# Task brief:
Scan the records for the word "black". Report each line where it occurs.

# Natural language region descriptions:
━━━━━━━━━━

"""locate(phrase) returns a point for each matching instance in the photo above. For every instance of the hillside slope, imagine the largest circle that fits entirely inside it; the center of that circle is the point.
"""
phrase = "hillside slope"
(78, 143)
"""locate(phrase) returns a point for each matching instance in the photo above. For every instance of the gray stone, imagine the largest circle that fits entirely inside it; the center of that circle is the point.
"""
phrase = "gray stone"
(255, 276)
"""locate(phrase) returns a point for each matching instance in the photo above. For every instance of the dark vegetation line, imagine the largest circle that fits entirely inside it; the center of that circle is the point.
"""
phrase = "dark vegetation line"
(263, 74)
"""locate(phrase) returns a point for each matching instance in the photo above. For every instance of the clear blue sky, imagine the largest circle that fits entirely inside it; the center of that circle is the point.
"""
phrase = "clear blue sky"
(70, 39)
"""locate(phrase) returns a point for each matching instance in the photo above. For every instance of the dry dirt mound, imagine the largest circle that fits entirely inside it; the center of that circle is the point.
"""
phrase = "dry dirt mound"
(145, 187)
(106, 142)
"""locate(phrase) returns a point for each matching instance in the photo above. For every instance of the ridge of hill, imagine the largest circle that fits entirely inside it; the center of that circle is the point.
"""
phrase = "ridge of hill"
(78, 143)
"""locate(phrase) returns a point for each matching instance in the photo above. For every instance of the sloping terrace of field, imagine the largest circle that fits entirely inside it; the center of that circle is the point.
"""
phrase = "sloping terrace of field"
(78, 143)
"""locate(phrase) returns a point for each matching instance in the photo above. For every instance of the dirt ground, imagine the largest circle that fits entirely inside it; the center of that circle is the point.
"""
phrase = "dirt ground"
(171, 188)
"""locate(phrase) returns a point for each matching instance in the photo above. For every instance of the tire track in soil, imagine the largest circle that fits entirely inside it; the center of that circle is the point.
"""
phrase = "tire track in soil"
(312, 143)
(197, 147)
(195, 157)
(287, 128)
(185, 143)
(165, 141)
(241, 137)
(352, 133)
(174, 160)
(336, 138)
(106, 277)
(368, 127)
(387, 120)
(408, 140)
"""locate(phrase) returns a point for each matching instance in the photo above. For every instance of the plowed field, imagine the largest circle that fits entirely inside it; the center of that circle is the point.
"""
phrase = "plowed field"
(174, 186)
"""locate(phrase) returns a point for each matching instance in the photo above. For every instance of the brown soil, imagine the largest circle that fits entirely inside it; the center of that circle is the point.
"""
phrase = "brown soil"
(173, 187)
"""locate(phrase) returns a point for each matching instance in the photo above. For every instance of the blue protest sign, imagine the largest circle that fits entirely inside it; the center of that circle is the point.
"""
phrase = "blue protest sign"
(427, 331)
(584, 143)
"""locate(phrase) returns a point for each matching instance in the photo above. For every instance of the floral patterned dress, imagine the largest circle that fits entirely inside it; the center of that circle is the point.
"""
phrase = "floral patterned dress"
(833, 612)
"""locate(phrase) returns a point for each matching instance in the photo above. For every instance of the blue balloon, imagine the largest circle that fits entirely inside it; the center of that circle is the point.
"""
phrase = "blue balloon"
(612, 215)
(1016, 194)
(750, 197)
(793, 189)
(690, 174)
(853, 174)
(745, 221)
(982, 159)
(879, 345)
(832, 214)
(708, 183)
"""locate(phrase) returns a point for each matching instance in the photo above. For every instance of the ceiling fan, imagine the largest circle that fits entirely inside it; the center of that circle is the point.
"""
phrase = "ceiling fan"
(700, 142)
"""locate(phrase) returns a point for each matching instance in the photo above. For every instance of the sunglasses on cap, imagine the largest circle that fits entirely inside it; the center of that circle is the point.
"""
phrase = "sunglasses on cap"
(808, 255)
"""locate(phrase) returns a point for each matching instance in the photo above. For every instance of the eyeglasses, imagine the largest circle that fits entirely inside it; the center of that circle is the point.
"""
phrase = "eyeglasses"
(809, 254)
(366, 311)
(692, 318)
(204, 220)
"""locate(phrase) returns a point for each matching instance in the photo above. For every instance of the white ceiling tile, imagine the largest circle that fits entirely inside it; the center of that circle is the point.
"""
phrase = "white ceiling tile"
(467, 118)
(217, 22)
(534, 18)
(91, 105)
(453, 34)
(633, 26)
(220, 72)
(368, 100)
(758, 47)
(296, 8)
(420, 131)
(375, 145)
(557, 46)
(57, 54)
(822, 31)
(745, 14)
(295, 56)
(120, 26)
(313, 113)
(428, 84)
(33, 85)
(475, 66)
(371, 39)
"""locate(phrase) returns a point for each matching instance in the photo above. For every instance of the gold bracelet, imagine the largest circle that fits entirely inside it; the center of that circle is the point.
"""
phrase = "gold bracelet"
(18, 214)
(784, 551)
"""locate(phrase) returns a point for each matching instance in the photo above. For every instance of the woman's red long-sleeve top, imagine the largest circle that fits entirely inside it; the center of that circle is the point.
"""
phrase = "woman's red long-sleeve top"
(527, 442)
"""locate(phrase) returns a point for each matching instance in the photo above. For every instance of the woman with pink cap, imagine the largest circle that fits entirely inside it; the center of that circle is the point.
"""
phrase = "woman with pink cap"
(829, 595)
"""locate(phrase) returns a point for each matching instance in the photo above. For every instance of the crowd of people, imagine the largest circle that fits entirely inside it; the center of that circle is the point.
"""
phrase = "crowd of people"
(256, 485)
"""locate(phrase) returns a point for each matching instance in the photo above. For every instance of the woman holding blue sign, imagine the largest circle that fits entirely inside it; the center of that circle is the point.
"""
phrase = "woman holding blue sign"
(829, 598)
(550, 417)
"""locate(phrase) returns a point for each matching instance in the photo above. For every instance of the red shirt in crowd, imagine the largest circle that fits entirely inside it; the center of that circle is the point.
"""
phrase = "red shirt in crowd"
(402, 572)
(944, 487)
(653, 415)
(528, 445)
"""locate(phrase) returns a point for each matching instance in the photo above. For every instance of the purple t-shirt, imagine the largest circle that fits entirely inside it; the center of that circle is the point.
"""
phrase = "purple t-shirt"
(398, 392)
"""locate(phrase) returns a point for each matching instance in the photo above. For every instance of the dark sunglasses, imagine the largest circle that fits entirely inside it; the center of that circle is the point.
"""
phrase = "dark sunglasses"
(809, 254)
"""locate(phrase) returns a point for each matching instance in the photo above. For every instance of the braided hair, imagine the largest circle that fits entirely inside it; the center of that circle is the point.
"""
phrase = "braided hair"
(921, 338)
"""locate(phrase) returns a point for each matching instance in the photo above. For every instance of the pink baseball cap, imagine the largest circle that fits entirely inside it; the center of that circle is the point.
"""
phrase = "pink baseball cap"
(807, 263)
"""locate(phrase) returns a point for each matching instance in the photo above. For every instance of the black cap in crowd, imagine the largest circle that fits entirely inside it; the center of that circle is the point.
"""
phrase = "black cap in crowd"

━━━━━━━━━━

# Written response:
"""locate(phrase) returns a point for each matching instance in the photo above. For every instance of the black cap in crowd, imagine the largest circle that fits entirely inside it; the center of that circle is the point.
phrase = "black cap in crowd"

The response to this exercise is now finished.